Copy the lines verbatim, starting at the line that contains "mask job: folded banana leaf" and continuing to the end of the data.
start Listed entries
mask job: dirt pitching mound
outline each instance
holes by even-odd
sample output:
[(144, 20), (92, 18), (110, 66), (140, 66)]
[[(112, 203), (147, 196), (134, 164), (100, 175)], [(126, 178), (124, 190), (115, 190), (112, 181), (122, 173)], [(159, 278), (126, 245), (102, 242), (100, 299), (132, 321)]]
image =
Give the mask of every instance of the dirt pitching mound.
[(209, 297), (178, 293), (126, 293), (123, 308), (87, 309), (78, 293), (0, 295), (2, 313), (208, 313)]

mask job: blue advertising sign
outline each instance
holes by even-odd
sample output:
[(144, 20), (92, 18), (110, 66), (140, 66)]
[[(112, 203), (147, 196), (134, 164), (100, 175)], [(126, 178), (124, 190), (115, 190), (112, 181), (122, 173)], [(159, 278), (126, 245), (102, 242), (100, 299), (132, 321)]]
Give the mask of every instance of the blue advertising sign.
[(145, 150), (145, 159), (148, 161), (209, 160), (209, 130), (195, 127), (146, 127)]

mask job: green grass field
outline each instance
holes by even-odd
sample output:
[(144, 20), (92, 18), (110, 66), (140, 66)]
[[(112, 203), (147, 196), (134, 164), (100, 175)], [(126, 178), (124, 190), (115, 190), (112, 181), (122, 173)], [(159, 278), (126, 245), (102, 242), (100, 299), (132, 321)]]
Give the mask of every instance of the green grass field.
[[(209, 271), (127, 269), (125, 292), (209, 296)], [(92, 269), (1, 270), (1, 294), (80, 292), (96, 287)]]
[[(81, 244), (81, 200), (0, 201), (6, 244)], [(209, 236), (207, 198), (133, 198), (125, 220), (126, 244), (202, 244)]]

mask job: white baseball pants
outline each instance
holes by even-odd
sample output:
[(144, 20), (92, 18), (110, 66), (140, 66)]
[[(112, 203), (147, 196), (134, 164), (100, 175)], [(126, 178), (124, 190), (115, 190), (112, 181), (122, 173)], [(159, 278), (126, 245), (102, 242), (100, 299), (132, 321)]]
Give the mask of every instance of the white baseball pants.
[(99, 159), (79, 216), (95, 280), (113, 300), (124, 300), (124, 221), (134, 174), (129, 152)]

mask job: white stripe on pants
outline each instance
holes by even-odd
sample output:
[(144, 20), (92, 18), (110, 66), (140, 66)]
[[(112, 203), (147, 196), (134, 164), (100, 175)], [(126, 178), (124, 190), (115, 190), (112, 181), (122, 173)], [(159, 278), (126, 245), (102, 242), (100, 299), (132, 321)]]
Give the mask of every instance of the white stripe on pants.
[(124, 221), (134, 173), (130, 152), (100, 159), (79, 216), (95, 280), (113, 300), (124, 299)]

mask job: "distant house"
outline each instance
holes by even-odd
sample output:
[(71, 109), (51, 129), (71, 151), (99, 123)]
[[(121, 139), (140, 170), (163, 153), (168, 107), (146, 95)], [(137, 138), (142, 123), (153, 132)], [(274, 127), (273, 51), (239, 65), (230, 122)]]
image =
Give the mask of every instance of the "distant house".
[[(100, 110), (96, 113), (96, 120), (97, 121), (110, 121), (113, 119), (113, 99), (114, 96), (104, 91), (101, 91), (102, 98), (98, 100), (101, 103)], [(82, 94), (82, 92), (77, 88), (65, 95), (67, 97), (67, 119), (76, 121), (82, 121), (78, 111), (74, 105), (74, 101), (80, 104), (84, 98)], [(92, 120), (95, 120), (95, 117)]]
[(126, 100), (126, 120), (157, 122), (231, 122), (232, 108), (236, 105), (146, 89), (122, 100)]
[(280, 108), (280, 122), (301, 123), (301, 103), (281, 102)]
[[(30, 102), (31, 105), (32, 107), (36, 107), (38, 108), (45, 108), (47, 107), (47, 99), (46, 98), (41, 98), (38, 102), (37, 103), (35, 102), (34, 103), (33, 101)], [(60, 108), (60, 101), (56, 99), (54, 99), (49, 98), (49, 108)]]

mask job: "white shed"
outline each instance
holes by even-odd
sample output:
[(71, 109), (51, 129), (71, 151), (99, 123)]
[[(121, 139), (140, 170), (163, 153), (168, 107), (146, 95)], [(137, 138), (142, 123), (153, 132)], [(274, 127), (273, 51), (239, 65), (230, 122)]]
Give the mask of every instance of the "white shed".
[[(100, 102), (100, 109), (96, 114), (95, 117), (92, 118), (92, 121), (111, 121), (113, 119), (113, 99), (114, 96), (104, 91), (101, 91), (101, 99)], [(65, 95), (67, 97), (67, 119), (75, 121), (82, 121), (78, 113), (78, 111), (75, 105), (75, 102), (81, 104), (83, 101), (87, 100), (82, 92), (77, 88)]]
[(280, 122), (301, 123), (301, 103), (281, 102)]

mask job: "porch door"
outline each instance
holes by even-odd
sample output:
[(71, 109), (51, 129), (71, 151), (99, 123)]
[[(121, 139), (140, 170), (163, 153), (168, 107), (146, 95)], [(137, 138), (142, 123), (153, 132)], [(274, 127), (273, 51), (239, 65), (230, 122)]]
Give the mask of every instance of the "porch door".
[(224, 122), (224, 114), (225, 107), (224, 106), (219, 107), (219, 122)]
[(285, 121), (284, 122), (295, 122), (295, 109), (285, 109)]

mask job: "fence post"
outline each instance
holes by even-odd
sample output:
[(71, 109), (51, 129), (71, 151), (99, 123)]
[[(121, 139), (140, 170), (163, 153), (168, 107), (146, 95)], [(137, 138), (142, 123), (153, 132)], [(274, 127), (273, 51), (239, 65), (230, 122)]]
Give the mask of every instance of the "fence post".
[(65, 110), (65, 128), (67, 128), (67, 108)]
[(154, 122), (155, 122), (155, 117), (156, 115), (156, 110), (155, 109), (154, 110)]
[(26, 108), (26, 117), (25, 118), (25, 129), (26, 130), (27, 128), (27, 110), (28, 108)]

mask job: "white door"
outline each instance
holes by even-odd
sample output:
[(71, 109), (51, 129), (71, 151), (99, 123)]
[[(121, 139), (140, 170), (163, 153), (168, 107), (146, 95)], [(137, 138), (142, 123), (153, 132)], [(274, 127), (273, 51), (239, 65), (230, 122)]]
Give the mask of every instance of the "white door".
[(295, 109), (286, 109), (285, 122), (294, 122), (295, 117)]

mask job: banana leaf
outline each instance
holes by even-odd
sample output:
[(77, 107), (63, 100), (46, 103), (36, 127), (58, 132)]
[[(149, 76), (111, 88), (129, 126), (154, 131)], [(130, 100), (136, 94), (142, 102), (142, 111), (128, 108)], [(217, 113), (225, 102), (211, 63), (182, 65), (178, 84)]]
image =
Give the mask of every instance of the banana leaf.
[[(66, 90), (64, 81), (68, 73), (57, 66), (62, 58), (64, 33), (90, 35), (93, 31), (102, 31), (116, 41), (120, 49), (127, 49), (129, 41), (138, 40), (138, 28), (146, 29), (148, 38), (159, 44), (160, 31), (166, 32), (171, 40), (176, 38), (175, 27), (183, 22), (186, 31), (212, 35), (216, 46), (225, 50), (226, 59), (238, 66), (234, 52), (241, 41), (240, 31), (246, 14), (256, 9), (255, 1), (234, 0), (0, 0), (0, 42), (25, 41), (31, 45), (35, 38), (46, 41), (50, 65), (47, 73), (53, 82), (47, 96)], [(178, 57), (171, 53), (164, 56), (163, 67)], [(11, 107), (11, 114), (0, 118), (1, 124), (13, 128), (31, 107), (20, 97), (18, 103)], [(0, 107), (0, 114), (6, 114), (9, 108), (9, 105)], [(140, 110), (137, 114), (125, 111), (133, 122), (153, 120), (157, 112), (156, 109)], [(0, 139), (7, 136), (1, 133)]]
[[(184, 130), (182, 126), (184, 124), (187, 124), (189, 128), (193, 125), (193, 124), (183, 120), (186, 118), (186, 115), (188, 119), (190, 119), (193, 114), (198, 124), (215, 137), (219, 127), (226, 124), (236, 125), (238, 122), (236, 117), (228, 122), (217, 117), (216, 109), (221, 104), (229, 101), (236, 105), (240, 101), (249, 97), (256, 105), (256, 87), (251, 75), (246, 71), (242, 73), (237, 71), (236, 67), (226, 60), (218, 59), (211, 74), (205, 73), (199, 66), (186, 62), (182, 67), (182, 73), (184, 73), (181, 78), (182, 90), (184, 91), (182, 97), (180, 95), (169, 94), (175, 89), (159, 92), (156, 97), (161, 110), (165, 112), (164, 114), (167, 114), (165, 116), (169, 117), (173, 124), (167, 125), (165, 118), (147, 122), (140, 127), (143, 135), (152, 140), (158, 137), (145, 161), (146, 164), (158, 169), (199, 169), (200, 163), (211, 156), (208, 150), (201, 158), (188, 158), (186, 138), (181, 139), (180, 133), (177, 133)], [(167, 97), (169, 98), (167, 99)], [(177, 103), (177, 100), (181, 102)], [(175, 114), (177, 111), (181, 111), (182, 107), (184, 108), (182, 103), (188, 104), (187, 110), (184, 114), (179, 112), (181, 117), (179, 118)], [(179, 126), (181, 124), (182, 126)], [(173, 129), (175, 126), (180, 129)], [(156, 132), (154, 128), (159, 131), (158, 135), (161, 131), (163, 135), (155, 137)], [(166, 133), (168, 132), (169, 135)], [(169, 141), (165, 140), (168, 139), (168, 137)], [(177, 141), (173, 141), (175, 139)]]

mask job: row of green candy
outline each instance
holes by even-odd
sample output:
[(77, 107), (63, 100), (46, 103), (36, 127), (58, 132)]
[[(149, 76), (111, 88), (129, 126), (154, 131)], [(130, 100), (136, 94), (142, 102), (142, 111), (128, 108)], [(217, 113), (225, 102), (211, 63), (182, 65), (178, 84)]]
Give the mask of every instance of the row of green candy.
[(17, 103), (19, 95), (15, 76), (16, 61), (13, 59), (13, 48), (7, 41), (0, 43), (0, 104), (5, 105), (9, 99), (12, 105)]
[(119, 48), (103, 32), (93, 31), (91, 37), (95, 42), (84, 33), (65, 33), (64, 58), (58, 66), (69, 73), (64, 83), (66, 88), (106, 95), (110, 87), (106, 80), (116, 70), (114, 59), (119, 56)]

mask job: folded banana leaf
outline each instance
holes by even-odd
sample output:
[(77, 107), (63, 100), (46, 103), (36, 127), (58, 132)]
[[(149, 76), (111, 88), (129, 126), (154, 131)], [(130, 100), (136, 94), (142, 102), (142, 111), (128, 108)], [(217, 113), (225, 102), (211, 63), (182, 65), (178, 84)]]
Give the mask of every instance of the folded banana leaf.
end Listed entries
* Exercise answer:
mask job: folded banana leaf
outline each instance
holes by even-odd
sample output:
[(77, 107), (63, 100), (46, 103), (36, 127), (58, 132)]
[[(149, 76), (111, 88), (129, 126), (154, 131)], [(130, 100), (136, 94), (142, 102), (142, 111), (128, 108)], [(217, 113), (225, 102), (211, 63), (182, 65), (178, 84)]]
Give the mask of every instance of the folded banana leaf.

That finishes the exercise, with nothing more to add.